- Given instruction
Scale the records from the line with "Expected: for each instance of the woman's" to the line with "x=244 y=118", both included, and give only those lines again, requests and all. Multiply every coordinate in the answers by 1.6 and round to whole numbers, with halves rounded up.

:: Information shown ::

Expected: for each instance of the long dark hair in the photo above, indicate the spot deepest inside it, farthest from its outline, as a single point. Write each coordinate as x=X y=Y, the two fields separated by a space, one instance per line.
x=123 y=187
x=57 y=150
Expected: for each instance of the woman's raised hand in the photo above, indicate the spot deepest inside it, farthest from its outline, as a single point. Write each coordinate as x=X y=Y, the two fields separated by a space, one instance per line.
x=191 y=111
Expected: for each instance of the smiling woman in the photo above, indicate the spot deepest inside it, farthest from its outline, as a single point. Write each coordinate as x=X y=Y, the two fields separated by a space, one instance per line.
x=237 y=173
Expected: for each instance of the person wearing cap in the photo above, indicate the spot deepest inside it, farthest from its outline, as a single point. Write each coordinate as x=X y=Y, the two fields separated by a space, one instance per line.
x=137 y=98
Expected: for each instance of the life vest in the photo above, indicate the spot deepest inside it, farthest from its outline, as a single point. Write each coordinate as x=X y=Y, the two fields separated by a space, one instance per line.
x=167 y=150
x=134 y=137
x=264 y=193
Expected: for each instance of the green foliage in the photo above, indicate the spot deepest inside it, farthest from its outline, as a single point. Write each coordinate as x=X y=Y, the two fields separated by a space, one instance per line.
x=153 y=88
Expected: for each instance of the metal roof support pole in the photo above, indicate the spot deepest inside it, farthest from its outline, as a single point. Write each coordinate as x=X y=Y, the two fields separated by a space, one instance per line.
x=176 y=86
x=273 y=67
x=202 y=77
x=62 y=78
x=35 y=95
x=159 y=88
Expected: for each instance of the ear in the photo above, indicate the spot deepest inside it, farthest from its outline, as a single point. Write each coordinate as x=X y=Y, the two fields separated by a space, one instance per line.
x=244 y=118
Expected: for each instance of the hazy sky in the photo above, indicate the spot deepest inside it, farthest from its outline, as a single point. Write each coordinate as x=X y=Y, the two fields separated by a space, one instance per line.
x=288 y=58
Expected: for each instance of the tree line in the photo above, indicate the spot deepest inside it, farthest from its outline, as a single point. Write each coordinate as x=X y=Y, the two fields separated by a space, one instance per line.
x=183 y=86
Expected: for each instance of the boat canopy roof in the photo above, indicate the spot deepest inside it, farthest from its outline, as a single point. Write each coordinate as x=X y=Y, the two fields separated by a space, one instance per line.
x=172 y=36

:::

- Solution for this problem
Expected: for each instance of the woman's raised hand in the photo above, indicate the spot deepest inside it, farthest from its outline, as a single point. Write each coordinate as x=X y=Y, the two fields separated by a space, one instance per line.
x=306 y=178
Expected: for each instance of the smiling woman in the photo above, indicate the spot deepest inside it, farthest from its outline, as a single point. Write each coordinate as x=X y=Y, the two fields separated by a space, one instance per line.
x=379 y=277
Expected: for each instance of the person wearing cap in the photo above, indicate the spot deepest inside it, farthest from its outline, as a single point. Write each coordinate as x=X y=Y, the two fields separated by a space, one instance per line.
x=219 y=157
Expected: for each instance of the life vest in the photo above, indicate the spot deepest inside it, farthest from its outline, as a single point. Write each coordinate as x=X y=Y, the two fields separated by a space, one instance per line.
x=267 y=240
x=214 y=219
x=422 y=309
Expected: for each instance of the green foliage in the photo above, indicate the spot deepest inside it, farthest from its outline, as a single point. Write each coordinate as x=X y=Y, the two fields separated by a space, one instance per line.
x=245 y=141
Expected: for each instance of the metal roof support pole in the photo above, indicate the spot deepest inside it, farthest from its outline, as a single point. Write each coordinate as x=X y=Y, the two fields separated by a space, one instance per line.
x=282 y=138
x=437 y=107
x=323 y=123
x=99 y=125
x=56 y=152
x=254 y=141
Expected: for each instance of the ear in the photo above, indicate the spot deepest inside it, farthest from its outline, as a single point. Write each coordinate as x=X y=Y, the two fields separated by a space, one instance per line.
x=390 y=189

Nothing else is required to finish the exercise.